* **DIRECTION**: Transcribe the passage of the text about Langtrees that begins with the words containing "Langtrees is Australia's" and ends with "30 ladies working.".

* BEGIN TEXT TO READ *

Langtrees is Australia's largest bordello, with premises in Perth, Kalgoorlie, Canberra and Darwin.

Langtrees is owned by Mary-Anne Kenworthy Australia's most well known madam.

Langtrees Perth
Located at 71 Burswood Road, Burswood is Perth's largest bordello. Featuring 19 themed rooms and can have up to 30 ladies working.

May 2002 - Langtrees closes its door as US sailors wear out sex workers

July 2011 - Langtrees was targeted by bandits Two men smashed through the front door of Langtrees in Burswood at about 12.30am and demanded money from the till.

Owner Mary-Anne Kenworthy said the venue's two receptionists were left “panicky” and “scared” by the incident.

* END TEXT TO READ *
* BEGIN GIVEN DATA *

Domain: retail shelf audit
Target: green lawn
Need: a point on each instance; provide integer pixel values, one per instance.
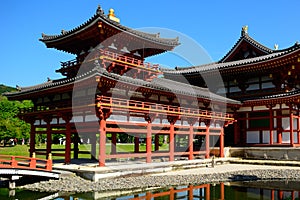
(23, 150)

* END GIVEN DATA *

* **THE RESULT**:
Langtrees is Australia's largest bordello, with premises in Perth, Kalgoorlie, Canberra and Darwin.

Langtrees is owned by Mary-Anne Kenworthy Australia's most well known madam.

Langtrees Perth
Located at 71 Burswood Road, Burswood is Perth's largest bordello. Featuring 19 themed rooms and can have up to 30 ladies working.